#### Excerpted text
┄┄┄┄┄┄┄┄┄┄┄┄┄┄┄┄┄┄┄┄

She knew the one child with his huge hunger best of all: she was living with him, and would later become his second wife.

It is the stuff of fantasy, which no writer of fiction would dare invent. Imagine Hardy’s maid in an examination hall staring at ‘Woman much missed, how you call to me, call to me’, when she herself had lived through those terrible years at Max Gate and knew what things had been really like between Hardy and the ‘woman much missed’.

But things were even worse for Sharon Young, small and pretty and just out of school, who had found herself part of a soap opera on her introduction to the family she was reading about. The poet, brooding on the collapse of his son’s first marriage, had refused to talk to her and stormed out of the room into which she had been brought. This had stunned her.

‘How could he have been so cross with someone he didn’t know, and me so young? I was nineteen. His wife told me later that it had upset his view of himself, that he didn’t want local people to know about me and his son. And these were the 1970s ...’

Later, when he had decided to talk to her, as her husband recorded in some autobiographical notes written for their son, ‘He went into full Wuthering Heights mode, and took her off onto the edge of the cliff in a howling gale to try and deliver her a lecture on morals and the position of the Rector.’ All this, she remembered, went through her mind that May morning.

‘Even his appearance had been a shock. I’d always thought poets should have a more sensitive look, not that I’d met any. There weren’t many poets around in Luton. And this man was rugged. He was still craggily good-looking then, he had this huge energy and held himself upright, with those very piercing eyes and that lovely bone structure.

‘Also I knew the poems, I’d been reading them since I was fifteen. I thought them wonderful, which was why meeting him was so startling. It told me something about the mystery of art that I’d never been taught, what at that time I didn’t even want to know, that some people had an ability to create work that was not of their personality at all. For a man with such personal difficulties to write such sublime poetry ... it was just as though something came through at times.’

But time was passing, and the question, she noted distractedly, was an important one, with forty-five minutes allocated for it. She was rescued by the Cambridge School of English. ‘That was what made it even more bizarre, the fact that any intrusion of biography was then absolute anathema.’

So in the margins she carefully wrote ‘Syntax’, then ‘Metaphor’, then ‘Imagery’. Thirty years on, Sharon Lunney, a death counsellor and careers adviser in Kew, cannot remember another word she wrote that May morning, except for a title and a name. The poem was ‘Anniversary’, the poet R.S. Thomas, later her father-in-law.

A Saturday afternoon in Kew, a day of rain and, for me, of long frantic attempts to find somewhere, anywhere, to park among the residents’ spaces. Rhodri Thomas, R.S.’s grandson, a young City lawyer, and his mother Sharon were talking about the poet. Rhodri, a very tall young man (‘I get that from him’), seemed more amused by the situation than anything.

┄┄┄┄┄┄┄┄┄┄┄┄┄┄┄┄┄┄┄┄

#### Data entries
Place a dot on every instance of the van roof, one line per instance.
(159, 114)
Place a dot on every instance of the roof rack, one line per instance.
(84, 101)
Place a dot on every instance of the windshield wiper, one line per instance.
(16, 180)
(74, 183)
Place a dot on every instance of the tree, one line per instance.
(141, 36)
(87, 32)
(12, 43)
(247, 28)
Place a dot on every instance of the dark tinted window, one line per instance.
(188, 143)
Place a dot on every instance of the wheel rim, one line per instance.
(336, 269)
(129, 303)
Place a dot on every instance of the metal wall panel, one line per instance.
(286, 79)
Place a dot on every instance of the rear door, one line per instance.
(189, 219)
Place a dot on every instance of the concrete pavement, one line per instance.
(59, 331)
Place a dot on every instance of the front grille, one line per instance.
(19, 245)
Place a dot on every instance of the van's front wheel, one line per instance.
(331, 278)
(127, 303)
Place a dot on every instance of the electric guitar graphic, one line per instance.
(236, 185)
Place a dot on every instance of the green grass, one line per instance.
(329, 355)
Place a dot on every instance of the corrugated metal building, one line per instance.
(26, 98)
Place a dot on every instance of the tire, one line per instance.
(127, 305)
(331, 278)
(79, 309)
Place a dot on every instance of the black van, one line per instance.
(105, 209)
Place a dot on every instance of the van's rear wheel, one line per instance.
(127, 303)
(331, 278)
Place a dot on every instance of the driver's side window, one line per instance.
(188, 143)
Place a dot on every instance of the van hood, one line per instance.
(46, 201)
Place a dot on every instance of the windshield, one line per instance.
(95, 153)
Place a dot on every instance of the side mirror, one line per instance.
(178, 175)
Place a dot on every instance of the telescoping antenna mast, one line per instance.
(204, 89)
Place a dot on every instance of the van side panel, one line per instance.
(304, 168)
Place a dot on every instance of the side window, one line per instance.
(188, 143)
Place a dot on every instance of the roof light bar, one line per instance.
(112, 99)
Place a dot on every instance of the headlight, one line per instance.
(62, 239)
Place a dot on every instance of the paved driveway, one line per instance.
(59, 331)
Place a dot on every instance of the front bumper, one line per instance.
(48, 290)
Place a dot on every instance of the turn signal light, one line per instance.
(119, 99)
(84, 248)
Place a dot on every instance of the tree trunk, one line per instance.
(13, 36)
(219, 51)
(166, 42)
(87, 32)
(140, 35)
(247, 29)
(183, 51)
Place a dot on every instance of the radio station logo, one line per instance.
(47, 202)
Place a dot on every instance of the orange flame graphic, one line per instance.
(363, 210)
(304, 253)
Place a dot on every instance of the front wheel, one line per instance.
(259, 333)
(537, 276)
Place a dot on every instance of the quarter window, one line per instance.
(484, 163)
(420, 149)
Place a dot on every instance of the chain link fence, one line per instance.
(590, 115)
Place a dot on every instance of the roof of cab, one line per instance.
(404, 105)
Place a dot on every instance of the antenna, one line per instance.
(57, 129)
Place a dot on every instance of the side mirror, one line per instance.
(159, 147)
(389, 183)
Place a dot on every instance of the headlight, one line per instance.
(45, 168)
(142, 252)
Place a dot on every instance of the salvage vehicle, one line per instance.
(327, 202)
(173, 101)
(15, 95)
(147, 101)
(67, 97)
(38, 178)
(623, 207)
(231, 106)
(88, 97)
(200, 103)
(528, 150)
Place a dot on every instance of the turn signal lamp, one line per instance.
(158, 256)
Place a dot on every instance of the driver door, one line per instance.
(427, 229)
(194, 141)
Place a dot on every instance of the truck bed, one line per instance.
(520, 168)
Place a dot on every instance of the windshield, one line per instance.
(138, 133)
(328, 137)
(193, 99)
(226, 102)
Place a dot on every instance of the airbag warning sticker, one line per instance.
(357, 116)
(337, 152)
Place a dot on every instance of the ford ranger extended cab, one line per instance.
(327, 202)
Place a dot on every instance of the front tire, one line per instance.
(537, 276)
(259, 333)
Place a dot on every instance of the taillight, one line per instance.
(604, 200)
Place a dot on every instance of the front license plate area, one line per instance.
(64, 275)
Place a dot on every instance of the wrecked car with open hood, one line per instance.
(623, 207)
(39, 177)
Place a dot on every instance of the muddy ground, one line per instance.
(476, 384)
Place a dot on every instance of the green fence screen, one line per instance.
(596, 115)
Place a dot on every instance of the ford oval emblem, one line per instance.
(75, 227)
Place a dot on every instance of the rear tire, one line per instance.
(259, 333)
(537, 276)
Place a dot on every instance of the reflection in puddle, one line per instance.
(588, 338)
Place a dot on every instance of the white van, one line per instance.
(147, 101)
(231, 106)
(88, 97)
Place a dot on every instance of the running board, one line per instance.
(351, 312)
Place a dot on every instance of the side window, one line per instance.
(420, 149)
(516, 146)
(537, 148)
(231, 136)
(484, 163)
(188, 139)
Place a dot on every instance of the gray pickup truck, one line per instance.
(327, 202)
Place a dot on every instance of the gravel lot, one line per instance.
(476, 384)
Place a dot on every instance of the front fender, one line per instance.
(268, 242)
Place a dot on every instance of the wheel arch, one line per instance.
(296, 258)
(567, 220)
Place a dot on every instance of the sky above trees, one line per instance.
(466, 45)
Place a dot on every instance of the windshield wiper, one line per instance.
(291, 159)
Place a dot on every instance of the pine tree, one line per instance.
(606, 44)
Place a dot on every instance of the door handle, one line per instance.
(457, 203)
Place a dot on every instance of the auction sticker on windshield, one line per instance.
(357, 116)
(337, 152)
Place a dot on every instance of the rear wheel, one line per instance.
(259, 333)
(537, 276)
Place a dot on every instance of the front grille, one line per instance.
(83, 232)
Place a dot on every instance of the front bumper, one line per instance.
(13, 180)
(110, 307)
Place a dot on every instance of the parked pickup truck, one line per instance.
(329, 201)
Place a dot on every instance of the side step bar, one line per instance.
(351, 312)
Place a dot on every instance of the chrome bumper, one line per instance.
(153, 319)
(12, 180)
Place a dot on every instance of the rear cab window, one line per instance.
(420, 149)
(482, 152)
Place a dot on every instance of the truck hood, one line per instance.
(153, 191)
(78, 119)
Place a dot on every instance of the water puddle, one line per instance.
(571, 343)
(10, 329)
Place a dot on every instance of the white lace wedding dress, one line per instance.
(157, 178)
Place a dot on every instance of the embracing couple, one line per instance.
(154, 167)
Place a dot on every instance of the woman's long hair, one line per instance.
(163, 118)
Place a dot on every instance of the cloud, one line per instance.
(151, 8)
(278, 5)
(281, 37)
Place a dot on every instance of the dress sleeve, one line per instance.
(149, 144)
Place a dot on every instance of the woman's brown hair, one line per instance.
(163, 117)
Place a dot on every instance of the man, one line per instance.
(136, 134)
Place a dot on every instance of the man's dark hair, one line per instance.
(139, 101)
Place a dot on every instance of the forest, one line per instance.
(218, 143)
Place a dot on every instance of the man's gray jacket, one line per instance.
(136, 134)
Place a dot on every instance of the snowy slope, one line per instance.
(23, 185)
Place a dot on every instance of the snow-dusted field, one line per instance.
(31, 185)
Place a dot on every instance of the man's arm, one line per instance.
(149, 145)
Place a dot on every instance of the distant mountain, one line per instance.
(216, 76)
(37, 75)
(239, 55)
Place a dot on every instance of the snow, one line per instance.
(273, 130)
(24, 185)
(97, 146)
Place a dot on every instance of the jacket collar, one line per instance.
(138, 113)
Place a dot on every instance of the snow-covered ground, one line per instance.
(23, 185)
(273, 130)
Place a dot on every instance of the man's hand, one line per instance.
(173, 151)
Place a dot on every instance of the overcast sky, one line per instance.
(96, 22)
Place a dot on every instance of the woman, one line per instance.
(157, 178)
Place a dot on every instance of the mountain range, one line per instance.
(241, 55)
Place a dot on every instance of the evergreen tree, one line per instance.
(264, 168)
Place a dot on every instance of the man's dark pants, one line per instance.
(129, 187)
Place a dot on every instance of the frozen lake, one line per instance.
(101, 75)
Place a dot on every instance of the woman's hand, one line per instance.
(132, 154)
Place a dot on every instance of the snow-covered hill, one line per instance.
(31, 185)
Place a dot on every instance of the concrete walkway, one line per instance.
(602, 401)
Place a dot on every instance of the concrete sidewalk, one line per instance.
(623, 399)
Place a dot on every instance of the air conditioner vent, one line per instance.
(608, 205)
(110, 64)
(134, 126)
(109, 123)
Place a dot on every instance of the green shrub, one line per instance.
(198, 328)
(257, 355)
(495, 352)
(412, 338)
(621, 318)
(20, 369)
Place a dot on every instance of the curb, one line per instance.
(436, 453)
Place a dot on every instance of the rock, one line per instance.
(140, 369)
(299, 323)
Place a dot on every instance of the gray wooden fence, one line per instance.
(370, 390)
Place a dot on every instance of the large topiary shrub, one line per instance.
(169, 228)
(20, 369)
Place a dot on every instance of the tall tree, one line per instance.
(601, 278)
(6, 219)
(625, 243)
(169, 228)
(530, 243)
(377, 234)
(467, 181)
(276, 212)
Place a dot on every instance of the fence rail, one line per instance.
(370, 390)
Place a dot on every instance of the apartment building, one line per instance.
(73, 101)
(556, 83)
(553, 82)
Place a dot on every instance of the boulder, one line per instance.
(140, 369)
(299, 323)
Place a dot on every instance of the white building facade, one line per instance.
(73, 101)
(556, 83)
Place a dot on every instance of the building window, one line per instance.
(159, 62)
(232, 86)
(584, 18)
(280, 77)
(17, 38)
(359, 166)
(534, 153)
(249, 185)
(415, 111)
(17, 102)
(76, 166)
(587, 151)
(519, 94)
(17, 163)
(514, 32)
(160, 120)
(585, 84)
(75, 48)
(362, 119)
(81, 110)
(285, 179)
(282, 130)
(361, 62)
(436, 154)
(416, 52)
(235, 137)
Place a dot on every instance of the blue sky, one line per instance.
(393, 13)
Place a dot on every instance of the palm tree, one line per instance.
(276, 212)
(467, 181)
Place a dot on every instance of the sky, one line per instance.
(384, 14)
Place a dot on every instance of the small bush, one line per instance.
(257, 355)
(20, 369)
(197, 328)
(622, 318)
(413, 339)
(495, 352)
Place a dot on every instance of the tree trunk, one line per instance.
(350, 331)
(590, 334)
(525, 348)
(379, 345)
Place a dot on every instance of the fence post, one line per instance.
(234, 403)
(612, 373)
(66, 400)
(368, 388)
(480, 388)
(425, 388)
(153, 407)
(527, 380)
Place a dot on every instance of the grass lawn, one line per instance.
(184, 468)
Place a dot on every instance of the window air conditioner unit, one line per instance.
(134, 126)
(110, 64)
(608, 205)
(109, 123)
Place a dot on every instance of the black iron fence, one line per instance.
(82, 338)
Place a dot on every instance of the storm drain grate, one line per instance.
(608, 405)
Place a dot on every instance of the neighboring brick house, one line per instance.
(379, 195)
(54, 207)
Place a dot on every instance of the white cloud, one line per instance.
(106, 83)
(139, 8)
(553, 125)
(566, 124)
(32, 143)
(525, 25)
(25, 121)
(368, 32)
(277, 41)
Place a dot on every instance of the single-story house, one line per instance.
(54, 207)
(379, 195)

┄┄┄┄┄┄┄┄┄┄┄┄┄┄┄┄┄┄┄┄

#### Tasks and exercises
**a.** Answer these from the excerpt about R.S. Thomas:
(i) How old was Sharon Young when the poet refused to talk to her?
(ii) Which three words did she write in the margins of her exam paper?
(iii) What is Rhodri Thomas's occupation?
**b.** Write a continuation of the excerpt about R.S. Thomas, starting after its final sentence.

#### Response list
**a.**
(i) Nineteen.
(ii) "Syntax," "Metaphor," and "Imagery."
(iii) He is a young City lawyer.

**b.**
‘I did my course work on him for A level, it seemed a good idea to take advantage. I phoned him up and he seemed very surprised by the whole affair. I’d taken poems from his early, middle and later periods, so I asked him, What are they about then? I thought I knew, but I assumed I was on to a winner if I could write, The poet said ... What did he say? I dunno, it was seven years ago, and it’s been wiped off the computer. But I do remember that he was quite vague. Still I got 24½ out of 25.’

This was the sort of access about which scholars can only dream. At poetry readings Thomas rarely answered questions.

‘I liked him. I mean, he wasn’t your ordinary grandpa, there was no hair towsing or anything like that. But it was always nice to see him, he was so different there were no parallels I could draw on. I remember him in his study, making forts out of books for me when I was three or four, so bang, I could knock them down. The idea of Lego and things like that must have completely baffled him, and he’d usually wander off, getting bored. Later, he’d play cricket with me, hitting massive sixes so that muggins had to go and find the tennis ball in the undergrowth. The cricket, that was pretty much every day, for there was no TV. And I think that was it, that was just about his whole contribution to family life.’

‘Both of them liked the book dropping,’ said his mother. ‘There’d be roars of laughter, and, briefly, this mutual admiration society. But there was no understanding on R.S.’s part that this was a person, he found it difficult to focus on anything that wasn’t himself. There’d been a truce between him and me as soon as Rhodri was on the way, but the only time he offered to take him out anywhere, Rhodri was two I think, he took him up the coast road from Sarn to fetch milk from the farm. He brought him back after five minutes. I’m off now.

‘Didn’t he buy a bow and arrow once?’

‘Oh yes, and he must have tried it out in the garden by aiming at a rabbit. For he hit the rabbit. He was contrite for months after that.’

‘I’m not sure he ever did find out how to do the family interaction thing,’ says Rhodri Thomas. ‘But he tried, he tried quite hard. He used to send me lots of books about birds, for he had this idea that every boy should have a hobby. Took me on one of the six-mile walks he went on every afternoon. Every afternoon. I was bored senseless. When I was a bit older there’d be pontoon. Huge stakes, three matches the maximum bet. And if things were very festive, the Sanatogen would come out.

‘The last time I met him was at a hotel near Bangor. That was just a few months before his death, when he was banging into things in his car. I had a girlfriend with me, and he did his best, his best not to frighten her, that is.’ Rhodri Thomas burst out laughing.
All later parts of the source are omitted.